Stated goal:
How would you render this sentence from the boxing blog post below in Spanish: "Boxing was never pretty but suddenly it had turned downright ugly."

Friday, January 23, 2015

Boxing's Last Chance Saloon: Jonathan Rendall's This Bloody Mary Is The Last Thing I Own and Scream: The Tyson Tapes

I've long been fascinated by boxing, no doubt stemming from having spent my childhood watching televised boxing in the 1950s and 60s with my dad, who, as a ringside photographer in Chicago and Detroit during the 1930s and 40s, shot photos of any number of fighters like Joe Louis, Barney Ross, Henry Armstrong, Sugar Ray Robinson and Jake LaMotta. So I have fond memories of watching fighters like  Marciano, Sugar Ray Robinson, Archie Moore, Willie Pep, Kid Gavilan and Carmen Basilio, on TV every Friday night, as well as local boxers like Art Aragon, Carlos Ortiz, Lauro Salas, and Pajarito Moreno on Wednesday and Saturday night live from the Hollywood Legion Stadium (presented by Lenny Bruce's pal Hank Weaver) and the Olympic Auditorium. I continued watching, following it fairly closely through the era of Ali, then Sugar Ray Leonard, Roberto Duran, Tommy Hearns, up to early Tyson. I also watched, but was usually disappointed by most British boxers, with the possible exception of the Sheffield boxer Herol Graham, known, during the 1980s, for being unhittable until a glass-jaw contradicted that notion, turning the canvas into his best friend.

Still, it's the precision and intelligence of fighters  that I've always liked, which is why I've always preferred boxers rather than battlers. It was only during the Tyson's era that my interest really began to wane. It seemed that boxing had turned into even more of a spectacle- though I suppose that began The Rumble In the Jungle- and, in addition, more blood thirsty than ever. Maybe it was Tyson's remarks about wanting to make his opponents suffer, or watching what amounted to vengeance fights. In the UK, boxing, for me, reached its saturation point in the Eubanks and Benn and Eubanks and Watson fights. The atmosphere in those fights was genuinely scary.  Moreover, by that time it had become normal for a fighter to bad mouth his opponent. Perhaps that also had started with Ali, though no one after Ali did it with the same panache and humour. Suddenly fighters and fans alike seemed to be baying for blood, as if they were watching animals rather than humans fight. Boxing was never pretty but suddenly it had turned downright ugly.

Available data:
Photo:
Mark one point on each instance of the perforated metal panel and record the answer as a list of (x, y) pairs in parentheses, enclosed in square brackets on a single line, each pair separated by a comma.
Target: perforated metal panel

Answer for this exercise:
El boxeo nunca fue bonito, pero de repente se había vuelto francamente feo.